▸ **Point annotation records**
╔══

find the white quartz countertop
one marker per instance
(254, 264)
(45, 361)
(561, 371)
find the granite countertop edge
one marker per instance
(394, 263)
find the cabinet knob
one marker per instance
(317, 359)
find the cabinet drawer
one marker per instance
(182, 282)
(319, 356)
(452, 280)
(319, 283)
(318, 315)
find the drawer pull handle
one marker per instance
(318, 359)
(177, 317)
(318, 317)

╚══
╔══

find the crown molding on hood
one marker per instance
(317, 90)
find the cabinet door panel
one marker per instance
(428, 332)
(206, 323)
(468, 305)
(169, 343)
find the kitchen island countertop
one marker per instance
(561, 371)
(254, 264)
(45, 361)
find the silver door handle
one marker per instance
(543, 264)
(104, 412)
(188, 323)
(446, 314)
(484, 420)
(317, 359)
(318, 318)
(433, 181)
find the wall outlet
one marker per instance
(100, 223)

╚══
╔══

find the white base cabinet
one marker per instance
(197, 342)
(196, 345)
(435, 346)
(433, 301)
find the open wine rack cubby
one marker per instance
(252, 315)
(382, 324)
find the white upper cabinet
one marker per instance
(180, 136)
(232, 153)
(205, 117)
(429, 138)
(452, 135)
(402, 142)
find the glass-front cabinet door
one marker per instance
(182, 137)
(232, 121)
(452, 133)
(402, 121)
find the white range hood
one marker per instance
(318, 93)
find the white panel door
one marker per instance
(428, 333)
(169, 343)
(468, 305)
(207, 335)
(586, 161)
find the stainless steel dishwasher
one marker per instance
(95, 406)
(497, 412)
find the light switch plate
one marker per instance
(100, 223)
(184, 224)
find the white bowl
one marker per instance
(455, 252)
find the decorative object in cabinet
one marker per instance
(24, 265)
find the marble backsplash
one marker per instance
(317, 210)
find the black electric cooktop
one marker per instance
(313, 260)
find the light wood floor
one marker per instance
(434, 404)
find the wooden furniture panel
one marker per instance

╚══

▸ **Written task**
Which lines in the entries contain the word "drawer"? Find each one and copy it out in full.

▸ **The output**
find the cabinet drawer
find the drawer pull handle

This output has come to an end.